» Okunacak bölüm
- - - - - - -

Herkese iyi akşamlar öncelikle. Bu akşam Spor Toto Süper Lig'de Fenerbahçe Rizespor gibi zor bir deplasmandan 3 puanla dönmeyi başardı. Öncelikle bu galibiyetin diğer galibiyetlere benzemediğini daha bir anlam ifade ettiğini düşündüğümü söyleyerek yazıma başlıyorum.
Maç öncesinde Fenerbahçe ideale yakın bir kadroyla sahaya çıkmıştı. İlerideki hücum hattında Sow - Emenike - Kuyt üçlüsü, savunmanın normal as futbolcularla oluşması gayet doğal. Herkes orta sahada kimin oynayacağını merak ediyordu. Ersun Yanal maça Topal - Cristian - Alper 3'lüsü ile başladı. Eksiklere bakıldığında aslında çıkabilecek en iyi 3'lü diyebilirim şahsen. Rizespor ise maça hücum ağırlıklı bir kadro ile çıkmayı tercih etti. Özellikle Sercan gibi Kweuke gibi Tevfik gibi isimler Fenerbahçe kalesi için birer tehditti.

- - - - - - -

» Verilen bilgiler
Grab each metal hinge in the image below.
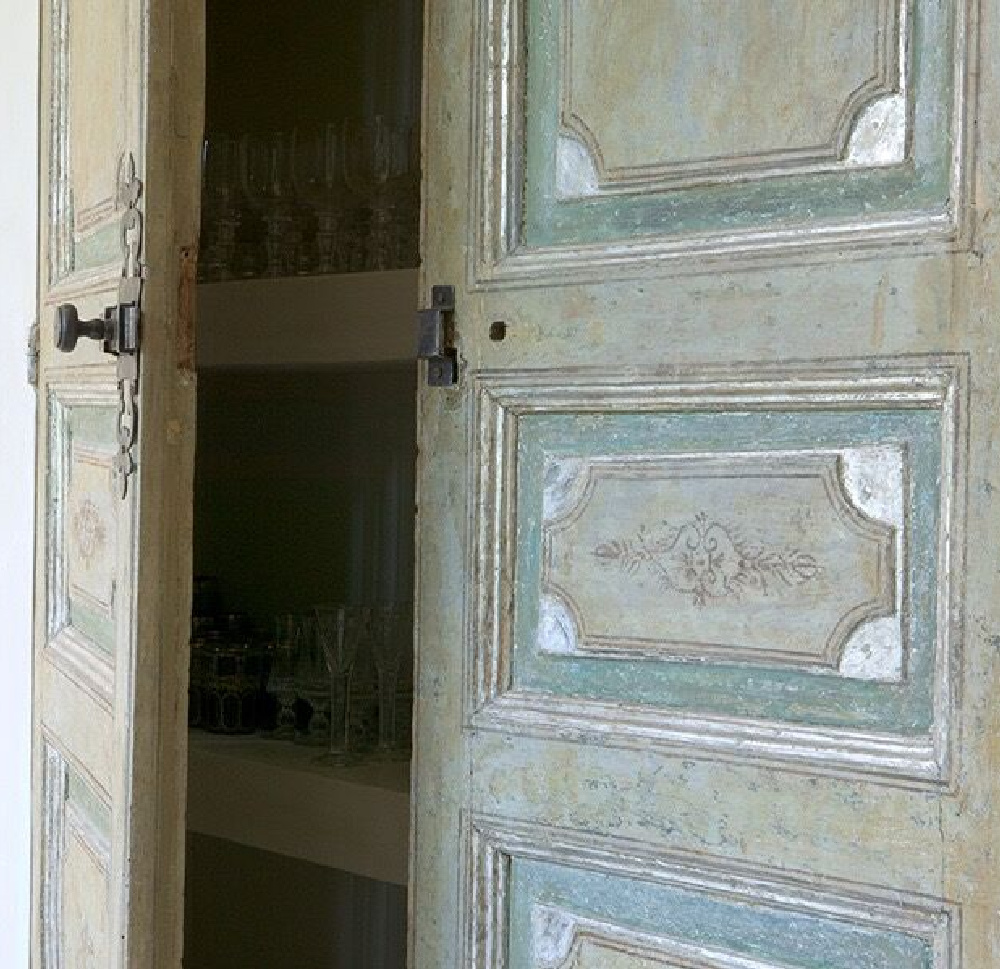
[417,286,458,387]
[55,154,143,498]
[27,320,38,389]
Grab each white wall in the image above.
[0,0,38,969]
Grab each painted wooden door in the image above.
[32,0,203,969]
[412,0,1000,969]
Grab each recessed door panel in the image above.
[467,817,955,969]
[411,0,1000,969]
[471,358,964,781]
[477,0,971,282]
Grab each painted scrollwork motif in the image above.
[73,498,107,566]
[594,512,822,606]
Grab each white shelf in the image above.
[197,269,418,368]
[187,730,410,885]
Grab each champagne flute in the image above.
[315,604,365,765]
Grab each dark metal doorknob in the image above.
[55,303,139,356]
[55,303,113,353]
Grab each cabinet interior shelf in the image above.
[187,730,410,885]
[197,269,418,369]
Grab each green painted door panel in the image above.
[411,0,1000,969]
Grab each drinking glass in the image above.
[373,605,412,760]
[315,604,367,765]
[295,616,330,747]
[267,614,303,740]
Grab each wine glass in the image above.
[373,605,412,760]
[315,604,367,765]
[267,614,303,740]
[295,616,330,746]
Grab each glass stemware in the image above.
[315,605,367,764]
[267,615,303,740]
[295,616,330,747]
[373,605,412,760]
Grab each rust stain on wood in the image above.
[177,246,198,373]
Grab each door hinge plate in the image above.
[417,286,458,387]
[112,152,143,498]
[27,320,39,389]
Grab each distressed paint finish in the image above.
[412,0,1000,969]
[539,452,897,670]
[471,0,975,285]
[32,0,203,969]
[559,0,908,194]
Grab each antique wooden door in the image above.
[412,0,1000,969]
[32,0,203,969]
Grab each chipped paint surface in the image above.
[413,0,1000,969]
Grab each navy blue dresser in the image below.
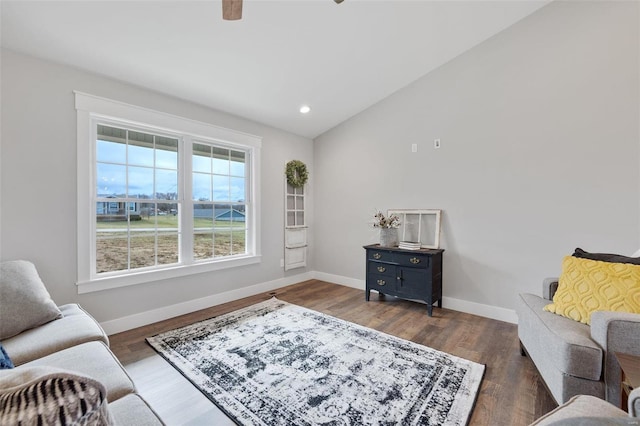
[364,244,444,316]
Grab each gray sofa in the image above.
[0,261,163,426]
[530,389,640,426]
[516,278,640,407]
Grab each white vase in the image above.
[380,228,398,247]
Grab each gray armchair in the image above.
[516,278,640,410]
[531,388,640,426]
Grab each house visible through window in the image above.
[95,123,254,274]
[75,92,262,293]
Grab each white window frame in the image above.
[74,91,262,294]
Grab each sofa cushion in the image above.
[2,304,109,365]
[109,394,163,426]
[22,342,135,402]
[0,260,62,340]
[544,256,640,324]
[0,343,13,370]
[0,367,113,426]
[517,293,603,380]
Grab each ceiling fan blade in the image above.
[222,0,242,21]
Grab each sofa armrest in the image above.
[542,277,559,300]
[591,311,640,407]
[629,388,640,417]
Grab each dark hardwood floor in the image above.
[110,280,556,426]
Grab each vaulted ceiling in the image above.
[0,0,547,138]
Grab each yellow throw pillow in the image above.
[544,256,640,324]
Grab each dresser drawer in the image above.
[367,274,396,293]
[367,250,393,262]
[367,262,396,278]
[394,253,431,269]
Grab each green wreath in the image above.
[285,160,309,188]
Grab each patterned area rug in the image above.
[147,298,484,426]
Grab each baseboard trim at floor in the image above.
[100,272,314,335]
[100,271,518,335]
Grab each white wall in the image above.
[314,1,640,309]
[0,50,315,322]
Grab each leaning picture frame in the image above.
[387,209,442,249]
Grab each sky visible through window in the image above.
[96,126,246,202]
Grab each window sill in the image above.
[76,256,261,294]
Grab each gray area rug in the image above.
[147,298,485,426]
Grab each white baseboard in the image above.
[100,271,518,335]
[313,271,365,290]
[100,272,313,335]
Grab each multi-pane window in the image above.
[192,143,247,260]
[95,124,181,273]
[94,123,250,275]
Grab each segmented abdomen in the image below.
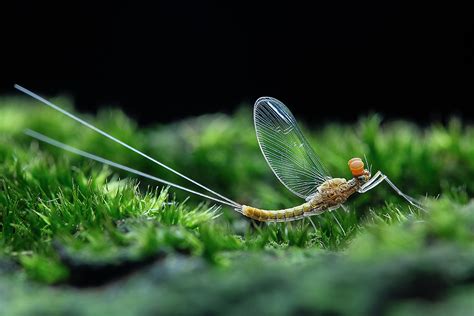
[242,202,324,222]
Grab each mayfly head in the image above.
[347,158,371,184]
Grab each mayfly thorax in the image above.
[15,85,423,222]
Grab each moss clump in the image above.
[0,98,474,315]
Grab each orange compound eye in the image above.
[348,158,364,177]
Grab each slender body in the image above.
[15,85,423,222]
[242,178,362,222]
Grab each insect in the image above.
[15,85,423,222]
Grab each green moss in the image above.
[0,98,474,315]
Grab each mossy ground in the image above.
[0,98,474,315]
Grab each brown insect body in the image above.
[242,178,362,222]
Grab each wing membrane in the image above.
[254,97,329,198]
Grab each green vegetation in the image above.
[0,98,474,315]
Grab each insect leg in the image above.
[359,171,425,211]
[358,171,382,193]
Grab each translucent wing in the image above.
[254,97,330,198]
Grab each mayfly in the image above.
[15,85,423,222]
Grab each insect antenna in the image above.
[14,84,241,208]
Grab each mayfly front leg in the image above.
[358,171,425,211]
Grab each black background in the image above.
[0,1,474,124]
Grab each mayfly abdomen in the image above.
[242,202,314,222]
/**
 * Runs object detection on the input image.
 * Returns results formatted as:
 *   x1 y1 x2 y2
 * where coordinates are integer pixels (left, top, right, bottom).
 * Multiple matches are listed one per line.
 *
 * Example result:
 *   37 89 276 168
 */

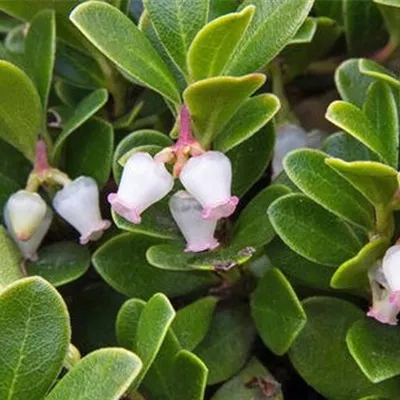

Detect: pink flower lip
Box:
107 193 142 224
201 196 239 220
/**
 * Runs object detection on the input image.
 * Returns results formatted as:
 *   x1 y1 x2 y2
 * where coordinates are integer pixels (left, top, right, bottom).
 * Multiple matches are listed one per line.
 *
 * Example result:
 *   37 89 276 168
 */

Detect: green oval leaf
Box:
268 194 361 266
188 6 255 81
283 149 375 229
0 60 42 160
251 268 307 355
28 242 90 286
0 277 71 400
46 348 142 400
70 1 180 103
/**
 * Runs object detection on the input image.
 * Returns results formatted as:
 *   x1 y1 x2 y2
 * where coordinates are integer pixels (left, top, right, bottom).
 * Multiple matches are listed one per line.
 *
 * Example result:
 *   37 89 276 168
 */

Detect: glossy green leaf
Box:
268 194 361 266
0 60 42 160
231 185 290 247
227 122 275 197
335 58 375 108
144 0 209 72
195 305 255 385
64 118 114 187
346 318 400 383
93 233 218 299
331 237 390 289
183 74 265 148
289 297 400 400
326 101 397 164
130 293 175 391
188 6 255 81
172 350 208 400
224 0 313 76
213 94 280 152
0 277 70 400
70 1 180 103
283 149 374 229
25 10 56 110
116 299 146 350
211 358 283 400
27 242 90 286
46 348 142 400
172 296 218 351
53 89 108 161
265 237 335 290
326 158 399 206
251 268 307 355
358 58 400 89
113 129 172 182
0 225 23 291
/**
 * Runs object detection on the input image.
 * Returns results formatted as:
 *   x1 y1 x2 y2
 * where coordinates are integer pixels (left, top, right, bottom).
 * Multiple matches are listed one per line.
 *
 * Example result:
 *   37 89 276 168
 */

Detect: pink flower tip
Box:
201 196 239 220
107 193 142 224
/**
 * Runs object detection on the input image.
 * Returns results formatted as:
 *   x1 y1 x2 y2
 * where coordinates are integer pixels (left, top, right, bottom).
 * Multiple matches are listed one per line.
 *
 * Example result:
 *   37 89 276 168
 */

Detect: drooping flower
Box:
4 206 53 261
53 176 111 244
4 190 47 241
108 152 174 224
169 190 219 252
367 261 400 325
179 151 239 220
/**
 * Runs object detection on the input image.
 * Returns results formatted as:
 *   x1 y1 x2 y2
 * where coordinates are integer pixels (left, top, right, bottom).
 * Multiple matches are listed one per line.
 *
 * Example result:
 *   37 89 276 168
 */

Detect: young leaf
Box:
289 297 400 399
28 242 90 286
0 277 71 400
346 318 400 383
326 158 399 206
93 233 218 299
0 225 23 291
46 348 142 400
188 6 255 81
183 74 265 148
268 194 361 266
64 118 114 187
231 185 290 248
171 296 218 351
251 268 307 355
195 306 255 385
25 10 56 110
144 0 209 72
326 101 397 165
129 293 175 391
283 149 374 229
213 94 280 153
70 1 180 103
331 237 390 289
224 0 313 76
53 89 108 162
0 60 43 160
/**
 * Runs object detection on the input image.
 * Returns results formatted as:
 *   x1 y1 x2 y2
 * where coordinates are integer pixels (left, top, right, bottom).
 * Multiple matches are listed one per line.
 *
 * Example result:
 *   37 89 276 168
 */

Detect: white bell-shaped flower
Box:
169 190 219 252
53 176 111 244
4 207 53 261
179 151 239 220
108 152 174 224
4 190 47 240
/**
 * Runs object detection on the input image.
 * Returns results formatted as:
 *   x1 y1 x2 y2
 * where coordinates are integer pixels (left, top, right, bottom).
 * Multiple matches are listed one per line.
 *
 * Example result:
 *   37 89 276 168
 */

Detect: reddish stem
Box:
34 140 50 172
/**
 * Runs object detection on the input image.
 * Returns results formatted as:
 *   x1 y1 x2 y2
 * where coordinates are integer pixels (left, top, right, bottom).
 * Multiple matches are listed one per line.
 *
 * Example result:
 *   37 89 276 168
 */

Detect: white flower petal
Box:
108 152 174 224
53 176 110 244
169 190 219 252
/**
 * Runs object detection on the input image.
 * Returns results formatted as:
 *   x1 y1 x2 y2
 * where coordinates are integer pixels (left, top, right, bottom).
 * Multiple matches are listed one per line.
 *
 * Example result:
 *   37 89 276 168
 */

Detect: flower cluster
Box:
4 142 110 260
367 245 400 325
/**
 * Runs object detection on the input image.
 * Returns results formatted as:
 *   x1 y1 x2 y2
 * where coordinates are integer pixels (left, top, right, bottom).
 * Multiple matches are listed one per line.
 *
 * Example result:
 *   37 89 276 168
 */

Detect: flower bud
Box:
108 152 174 224
53 176 111 244
169 190 219 252
4 206 53 261
179 151 239 220
4 190 47 240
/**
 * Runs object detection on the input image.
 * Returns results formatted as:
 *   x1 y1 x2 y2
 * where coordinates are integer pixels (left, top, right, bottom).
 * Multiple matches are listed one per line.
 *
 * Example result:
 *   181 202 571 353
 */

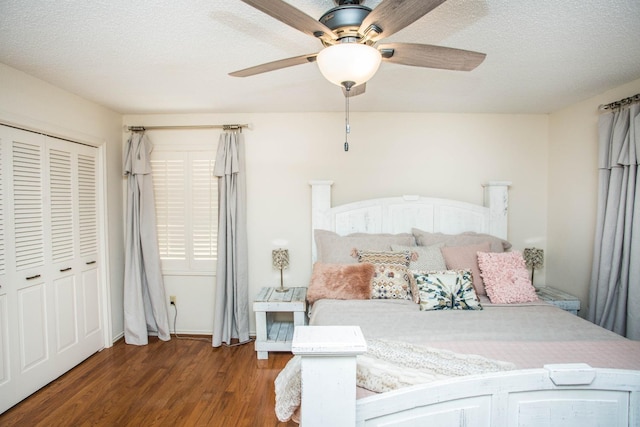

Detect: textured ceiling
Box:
0 0 640 114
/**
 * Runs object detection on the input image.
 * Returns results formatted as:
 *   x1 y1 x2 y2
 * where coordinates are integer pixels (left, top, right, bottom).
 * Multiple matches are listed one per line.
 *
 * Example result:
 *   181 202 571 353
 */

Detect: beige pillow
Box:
441 242 491 295
391 243 447 271
411 228 511 252
307 262 375 304
314 230 416 264
355 250 420 304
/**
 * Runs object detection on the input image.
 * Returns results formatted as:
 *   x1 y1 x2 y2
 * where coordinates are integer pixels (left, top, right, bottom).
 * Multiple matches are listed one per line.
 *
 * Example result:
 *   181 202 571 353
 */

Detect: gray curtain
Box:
124 133 171 345
588 103 640 340
212 131 249 347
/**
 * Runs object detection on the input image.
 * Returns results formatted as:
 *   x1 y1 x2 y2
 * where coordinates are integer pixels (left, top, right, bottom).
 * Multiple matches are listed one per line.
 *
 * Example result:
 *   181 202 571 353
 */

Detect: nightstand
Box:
536 286 580 315
253 287 307 359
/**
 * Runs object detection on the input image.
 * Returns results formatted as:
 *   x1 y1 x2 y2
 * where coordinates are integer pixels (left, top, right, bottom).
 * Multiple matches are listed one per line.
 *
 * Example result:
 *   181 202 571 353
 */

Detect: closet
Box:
0 125 103 412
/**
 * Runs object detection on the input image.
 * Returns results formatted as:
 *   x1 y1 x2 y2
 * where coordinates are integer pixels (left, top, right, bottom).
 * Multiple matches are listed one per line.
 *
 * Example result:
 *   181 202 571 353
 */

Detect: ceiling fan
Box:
229 0 486 96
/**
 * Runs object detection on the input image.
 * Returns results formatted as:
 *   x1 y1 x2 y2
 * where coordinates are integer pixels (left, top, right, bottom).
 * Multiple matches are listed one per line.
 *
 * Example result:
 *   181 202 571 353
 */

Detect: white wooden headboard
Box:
310 181 511 261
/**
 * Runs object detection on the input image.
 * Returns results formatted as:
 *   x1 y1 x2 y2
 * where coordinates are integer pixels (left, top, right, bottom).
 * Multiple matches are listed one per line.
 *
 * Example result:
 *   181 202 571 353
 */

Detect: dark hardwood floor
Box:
0 337 297 427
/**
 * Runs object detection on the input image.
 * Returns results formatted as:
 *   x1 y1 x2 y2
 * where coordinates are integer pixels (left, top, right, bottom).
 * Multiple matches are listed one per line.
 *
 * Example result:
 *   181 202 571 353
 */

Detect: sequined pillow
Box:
354 250 420 303
412 270 482 311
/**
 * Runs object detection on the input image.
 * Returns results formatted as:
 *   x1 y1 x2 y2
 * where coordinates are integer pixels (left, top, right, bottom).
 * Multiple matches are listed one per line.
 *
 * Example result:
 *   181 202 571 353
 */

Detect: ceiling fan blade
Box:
358 0 445 41
342 83 367 98
242 0 338 41
229 53 318 77
378 43 487 71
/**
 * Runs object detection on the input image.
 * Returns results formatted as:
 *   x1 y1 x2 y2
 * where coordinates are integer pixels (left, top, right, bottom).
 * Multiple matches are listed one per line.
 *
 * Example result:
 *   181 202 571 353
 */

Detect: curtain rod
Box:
125 124 249 132
598 93 640 111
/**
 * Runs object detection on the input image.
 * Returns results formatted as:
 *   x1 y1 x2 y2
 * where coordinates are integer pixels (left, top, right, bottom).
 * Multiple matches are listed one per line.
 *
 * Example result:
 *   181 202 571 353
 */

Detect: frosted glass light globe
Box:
316 43 382 86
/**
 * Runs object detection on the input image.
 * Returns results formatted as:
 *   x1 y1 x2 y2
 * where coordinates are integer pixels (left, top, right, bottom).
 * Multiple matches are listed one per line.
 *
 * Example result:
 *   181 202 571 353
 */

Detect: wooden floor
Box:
0 338 297 427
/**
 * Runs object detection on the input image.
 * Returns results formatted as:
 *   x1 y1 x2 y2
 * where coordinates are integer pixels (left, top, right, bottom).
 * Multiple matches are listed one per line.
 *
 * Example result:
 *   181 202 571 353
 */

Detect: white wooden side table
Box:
253 287 307 359
536 286 580 315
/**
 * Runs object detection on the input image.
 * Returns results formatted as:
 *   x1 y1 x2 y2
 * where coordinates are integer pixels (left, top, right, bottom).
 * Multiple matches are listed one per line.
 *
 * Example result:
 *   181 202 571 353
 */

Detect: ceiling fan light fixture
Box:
316 43 382 86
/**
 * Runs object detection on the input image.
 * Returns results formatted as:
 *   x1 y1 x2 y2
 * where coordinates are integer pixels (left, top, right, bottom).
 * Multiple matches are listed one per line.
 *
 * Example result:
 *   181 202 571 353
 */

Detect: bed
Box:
276 181 640 427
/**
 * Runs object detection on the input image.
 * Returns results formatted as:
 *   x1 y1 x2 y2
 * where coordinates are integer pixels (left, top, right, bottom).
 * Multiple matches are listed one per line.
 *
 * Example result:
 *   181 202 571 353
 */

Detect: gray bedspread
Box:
309 300 640 369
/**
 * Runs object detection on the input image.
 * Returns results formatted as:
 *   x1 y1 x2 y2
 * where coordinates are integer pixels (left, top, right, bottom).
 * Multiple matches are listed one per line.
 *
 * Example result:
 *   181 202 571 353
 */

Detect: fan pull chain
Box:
344 88 351 151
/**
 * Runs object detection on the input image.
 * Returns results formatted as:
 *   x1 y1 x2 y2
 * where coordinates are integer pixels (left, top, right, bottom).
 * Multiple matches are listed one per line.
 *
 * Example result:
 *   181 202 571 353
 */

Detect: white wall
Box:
123 113 549 332
0 64 124 339
545 80 640 317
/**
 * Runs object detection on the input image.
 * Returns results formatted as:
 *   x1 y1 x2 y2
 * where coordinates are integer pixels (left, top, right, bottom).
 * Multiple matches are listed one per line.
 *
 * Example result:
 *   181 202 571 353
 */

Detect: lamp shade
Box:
316 43 382 86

- - - - - - -

» Görev tanımı
Rizespor deplasmanıyla ilgili yazıya göre Ersun Yanal maça orta sahada hangi üç oyuncuyla başladı?

» Eksiksiz yanıt
Ersun Yanal maça orta sahada Topal, Cristian ve Alper üçlüsüyle başladı.